Friday, October 14, 2022

the descendants of hwyel dda

Sometimes I share a show with one of my kids. During September, aka The Ailing Month (colds, then my first and rather brutal round of still-lingering covid), Frances and I watched Better Things. Okay, after I tested positive and kept getting sicker, I left her in the dust and finished it on my own. But it was still fun to share.  

She and Beatrice return again and again to Gilmore Girls, which I sometimes dip into with them. Beatrice and I loved watching Ghosts. We all watched Never Have I Ever together. And for years Gabriel and I have been watching The Last Kingdom

It's about Saxons and Danes in late 9th century England. The Last Kingdom has its immediate pleasures, like the sexy cast covered in leather and furs and tattoos and aerial views of warriors on horseback hurtling towards each other on green hillsides. But there are other pleasures in it for me that ripple out, like remembering watching this show with Mike after the children were in bed when it first came out. And how Mike enjoyed my historical curiosity and, while sick, discovered a mostly-forgotten titan of historical fiction from the 1950s, Alfred Duggan, who wrote a novel about the life of Alfred the Great. He found me a copy and I gobbled it up, telling Mike about Wessex for days (and I happened to have just read a Thomas Hardy novel set much later in a fictional Wessex; synchronicity!).

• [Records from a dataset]

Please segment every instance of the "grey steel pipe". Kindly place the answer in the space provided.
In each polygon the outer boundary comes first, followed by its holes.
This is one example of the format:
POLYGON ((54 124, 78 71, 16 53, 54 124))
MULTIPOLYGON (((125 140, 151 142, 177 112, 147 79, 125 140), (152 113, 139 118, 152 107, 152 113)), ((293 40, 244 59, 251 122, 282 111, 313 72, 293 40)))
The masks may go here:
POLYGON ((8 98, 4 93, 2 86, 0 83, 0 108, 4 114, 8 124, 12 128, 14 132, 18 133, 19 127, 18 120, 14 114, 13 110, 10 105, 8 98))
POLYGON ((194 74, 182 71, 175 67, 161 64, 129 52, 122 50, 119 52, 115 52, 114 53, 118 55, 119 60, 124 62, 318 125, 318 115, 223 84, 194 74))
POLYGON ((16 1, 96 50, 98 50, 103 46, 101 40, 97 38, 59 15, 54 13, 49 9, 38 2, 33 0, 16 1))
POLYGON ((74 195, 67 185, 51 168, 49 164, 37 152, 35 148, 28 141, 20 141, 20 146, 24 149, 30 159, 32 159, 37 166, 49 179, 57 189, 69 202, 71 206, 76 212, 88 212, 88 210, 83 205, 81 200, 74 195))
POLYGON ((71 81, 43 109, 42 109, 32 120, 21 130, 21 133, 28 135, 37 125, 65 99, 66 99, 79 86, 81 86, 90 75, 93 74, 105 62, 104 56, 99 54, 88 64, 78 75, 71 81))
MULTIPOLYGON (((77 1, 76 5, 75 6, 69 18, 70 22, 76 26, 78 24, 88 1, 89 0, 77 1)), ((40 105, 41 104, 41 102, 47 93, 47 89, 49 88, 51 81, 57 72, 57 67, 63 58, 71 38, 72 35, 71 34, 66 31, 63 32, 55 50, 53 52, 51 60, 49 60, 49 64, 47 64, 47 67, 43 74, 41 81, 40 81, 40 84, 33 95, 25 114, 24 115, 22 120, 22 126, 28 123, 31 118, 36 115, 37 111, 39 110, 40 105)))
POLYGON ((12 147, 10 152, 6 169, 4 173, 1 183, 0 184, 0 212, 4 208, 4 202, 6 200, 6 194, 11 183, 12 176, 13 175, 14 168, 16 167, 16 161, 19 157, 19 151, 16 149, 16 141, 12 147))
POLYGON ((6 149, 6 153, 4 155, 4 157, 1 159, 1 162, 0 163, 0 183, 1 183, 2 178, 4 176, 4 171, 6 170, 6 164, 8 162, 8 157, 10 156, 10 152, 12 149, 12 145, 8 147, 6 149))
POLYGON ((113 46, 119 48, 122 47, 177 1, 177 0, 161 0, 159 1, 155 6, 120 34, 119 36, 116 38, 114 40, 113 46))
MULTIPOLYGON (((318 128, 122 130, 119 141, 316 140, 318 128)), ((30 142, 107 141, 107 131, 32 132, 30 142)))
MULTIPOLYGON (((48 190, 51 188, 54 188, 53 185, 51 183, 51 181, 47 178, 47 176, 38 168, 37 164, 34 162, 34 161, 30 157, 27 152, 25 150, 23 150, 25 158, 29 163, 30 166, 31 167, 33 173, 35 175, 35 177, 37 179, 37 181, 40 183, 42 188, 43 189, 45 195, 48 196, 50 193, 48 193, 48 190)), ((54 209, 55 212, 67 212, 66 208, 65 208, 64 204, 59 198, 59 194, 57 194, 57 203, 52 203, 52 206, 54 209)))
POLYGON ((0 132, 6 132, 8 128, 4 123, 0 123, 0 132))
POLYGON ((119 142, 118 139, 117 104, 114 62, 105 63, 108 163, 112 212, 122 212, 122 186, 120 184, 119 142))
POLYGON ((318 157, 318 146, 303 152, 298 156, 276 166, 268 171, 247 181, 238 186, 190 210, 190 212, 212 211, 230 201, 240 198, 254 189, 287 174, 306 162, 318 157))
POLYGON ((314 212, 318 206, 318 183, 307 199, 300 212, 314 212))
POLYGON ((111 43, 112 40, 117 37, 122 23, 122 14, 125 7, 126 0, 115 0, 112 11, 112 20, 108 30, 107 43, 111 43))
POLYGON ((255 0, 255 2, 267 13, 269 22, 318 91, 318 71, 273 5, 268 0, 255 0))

• [Problems and tasks]
1. According to the source text, which show have the writer and Gabriel been watching for years?
2. Copy the source text starting with "Friday, October 14, 2022" and going on through "fun to share.", substituting "October" for "September".

• [Results by task]
1. The Last Kingdom

2.
Friday, October 14, 2022

the descendants of hwyel dda

Sometimes I share a show with one of my kids. During October, aka The Ailing Month (colds, then my first and rather brutal round of still-lingering covid), Frances and I watched Better Things. Okay, after I tested positive and kept getting sicker, I left her in the dust and finished it on my own. But it was still fun to share.